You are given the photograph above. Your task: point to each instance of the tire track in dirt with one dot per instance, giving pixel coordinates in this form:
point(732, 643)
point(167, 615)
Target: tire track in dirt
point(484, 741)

• **Exercise aim**: Please rewrite the data above, switching every "dirt" to "mud" and leaving everything else unchanged.

• **Final result**:
You are given the photograph above. Your task: point to each instance of the tire track in mud with one dot per instance, giving pixel coordinates in this form:
point(732, 643)
point(167, 615)
Target: tire track in mud
point(484, 741)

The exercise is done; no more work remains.